Write out the rows starting at the line containing "Exercise. Spot the illuminated tower" and ending at the line containing "Exercise. Spot the low-rise", both included, as a JSON list of strings with one string per line and blank lines omitted.

Raw records:

--------------------------------

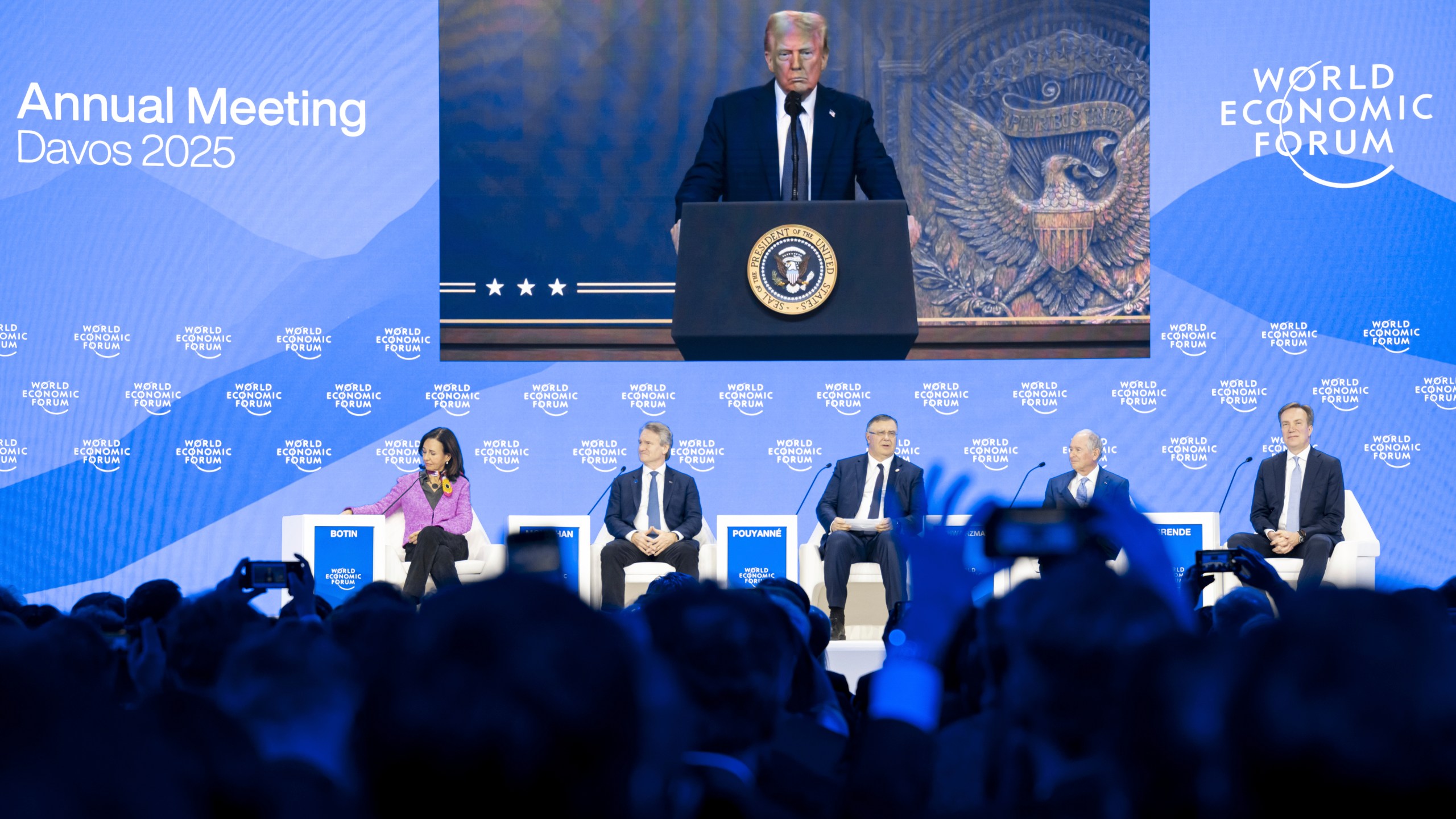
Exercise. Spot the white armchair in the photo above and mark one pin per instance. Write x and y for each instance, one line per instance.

--------------------------------

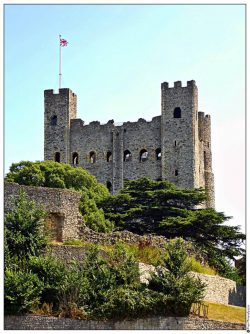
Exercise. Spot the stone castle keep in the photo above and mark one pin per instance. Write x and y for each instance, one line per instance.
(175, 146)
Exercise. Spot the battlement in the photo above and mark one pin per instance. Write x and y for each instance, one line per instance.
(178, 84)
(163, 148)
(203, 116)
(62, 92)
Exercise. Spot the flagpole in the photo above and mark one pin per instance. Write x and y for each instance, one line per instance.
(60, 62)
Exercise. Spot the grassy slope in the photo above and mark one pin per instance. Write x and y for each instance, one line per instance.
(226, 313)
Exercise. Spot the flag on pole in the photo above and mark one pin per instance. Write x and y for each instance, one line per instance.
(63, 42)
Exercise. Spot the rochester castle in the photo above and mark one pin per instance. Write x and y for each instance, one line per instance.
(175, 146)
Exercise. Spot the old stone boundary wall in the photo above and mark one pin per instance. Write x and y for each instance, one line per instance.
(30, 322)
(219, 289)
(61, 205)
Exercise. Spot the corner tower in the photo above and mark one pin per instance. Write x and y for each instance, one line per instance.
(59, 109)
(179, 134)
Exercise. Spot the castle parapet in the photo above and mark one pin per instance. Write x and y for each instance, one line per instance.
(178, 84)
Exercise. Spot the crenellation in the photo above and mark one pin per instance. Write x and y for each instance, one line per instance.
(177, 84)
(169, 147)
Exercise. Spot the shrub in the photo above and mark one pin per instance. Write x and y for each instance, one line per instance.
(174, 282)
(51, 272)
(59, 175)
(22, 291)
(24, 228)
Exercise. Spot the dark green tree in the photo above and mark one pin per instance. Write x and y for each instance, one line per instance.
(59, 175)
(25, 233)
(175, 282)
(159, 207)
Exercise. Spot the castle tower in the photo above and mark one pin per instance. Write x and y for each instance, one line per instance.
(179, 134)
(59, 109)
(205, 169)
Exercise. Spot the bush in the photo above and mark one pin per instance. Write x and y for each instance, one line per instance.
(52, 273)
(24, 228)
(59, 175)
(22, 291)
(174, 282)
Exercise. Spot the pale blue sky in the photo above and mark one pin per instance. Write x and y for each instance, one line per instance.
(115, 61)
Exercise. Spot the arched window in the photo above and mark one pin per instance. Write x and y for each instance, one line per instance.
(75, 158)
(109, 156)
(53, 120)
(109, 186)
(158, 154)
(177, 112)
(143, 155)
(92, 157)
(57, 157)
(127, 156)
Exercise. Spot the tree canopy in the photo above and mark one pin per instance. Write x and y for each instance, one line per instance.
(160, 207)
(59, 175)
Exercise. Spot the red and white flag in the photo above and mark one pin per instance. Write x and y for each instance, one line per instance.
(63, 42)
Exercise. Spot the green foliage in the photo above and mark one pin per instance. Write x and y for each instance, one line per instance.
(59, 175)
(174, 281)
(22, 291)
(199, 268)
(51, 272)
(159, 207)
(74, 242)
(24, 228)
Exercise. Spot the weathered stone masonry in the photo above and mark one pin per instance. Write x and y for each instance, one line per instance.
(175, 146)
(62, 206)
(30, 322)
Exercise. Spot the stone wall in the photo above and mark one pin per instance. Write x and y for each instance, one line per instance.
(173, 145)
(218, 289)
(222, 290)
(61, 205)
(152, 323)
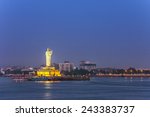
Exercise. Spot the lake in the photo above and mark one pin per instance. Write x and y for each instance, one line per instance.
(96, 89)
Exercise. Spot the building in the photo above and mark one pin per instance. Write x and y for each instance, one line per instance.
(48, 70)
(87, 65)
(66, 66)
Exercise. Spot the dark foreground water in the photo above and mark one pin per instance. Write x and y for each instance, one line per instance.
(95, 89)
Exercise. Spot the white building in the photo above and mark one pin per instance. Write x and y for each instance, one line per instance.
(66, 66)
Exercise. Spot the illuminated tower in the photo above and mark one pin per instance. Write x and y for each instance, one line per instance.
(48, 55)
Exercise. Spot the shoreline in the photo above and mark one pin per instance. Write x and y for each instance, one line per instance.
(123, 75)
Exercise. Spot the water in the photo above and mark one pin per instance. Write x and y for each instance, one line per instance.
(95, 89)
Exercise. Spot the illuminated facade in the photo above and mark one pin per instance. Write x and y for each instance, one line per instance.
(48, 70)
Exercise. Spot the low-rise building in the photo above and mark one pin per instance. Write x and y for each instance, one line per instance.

--------------------------------

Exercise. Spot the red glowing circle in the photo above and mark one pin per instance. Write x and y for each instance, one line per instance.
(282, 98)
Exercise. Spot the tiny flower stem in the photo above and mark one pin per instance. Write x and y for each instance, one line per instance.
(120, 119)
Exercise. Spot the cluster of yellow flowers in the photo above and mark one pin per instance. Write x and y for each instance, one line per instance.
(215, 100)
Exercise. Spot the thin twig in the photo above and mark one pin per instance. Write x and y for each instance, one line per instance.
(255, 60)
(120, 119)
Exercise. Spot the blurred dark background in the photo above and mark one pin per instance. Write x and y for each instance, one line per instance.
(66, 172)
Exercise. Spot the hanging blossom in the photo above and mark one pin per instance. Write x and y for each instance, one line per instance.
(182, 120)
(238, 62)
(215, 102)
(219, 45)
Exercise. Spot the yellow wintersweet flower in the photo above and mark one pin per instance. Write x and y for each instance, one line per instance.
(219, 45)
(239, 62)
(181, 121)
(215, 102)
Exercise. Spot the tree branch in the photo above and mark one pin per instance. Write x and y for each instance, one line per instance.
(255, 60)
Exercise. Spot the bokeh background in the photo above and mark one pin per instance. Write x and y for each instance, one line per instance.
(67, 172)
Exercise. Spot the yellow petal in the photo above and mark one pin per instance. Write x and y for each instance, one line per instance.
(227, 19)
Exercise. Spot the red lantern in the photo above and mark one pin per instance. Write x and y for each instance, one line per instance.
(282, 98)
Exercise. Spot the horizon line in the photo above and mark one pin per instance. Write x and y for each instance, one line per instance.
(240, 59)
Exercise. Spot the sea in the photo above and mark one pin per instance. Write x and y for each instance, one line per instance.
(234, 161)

--------------------------------

The completed task:
[
  "Exercise. Spot the illuminated tower in the photo above and mark one pin per instance. Write x and y for each instance, one line per instance.",
  "(48, 55)",
  "Exercise. Spot the shoreline in the photo above and mark one pin per instance. Write x and y for each instance, one line per instance.",
  "(123, 75)",
  "Exercise. Spot the water in the photo above and mark one pin per instance. Write x and y for each instance, one line per instance.",
  "(95, 89)",
  "Exercise. Spot the illuminated facade in the photo above and mark one pin per instance. Write x and y for each instance, one line per instance.",
  "(48, 70)",
  "Exercise. Spot the low-rise building in the photo above and mark one pin per instance. Write x and y for each instance, one line per instance."
]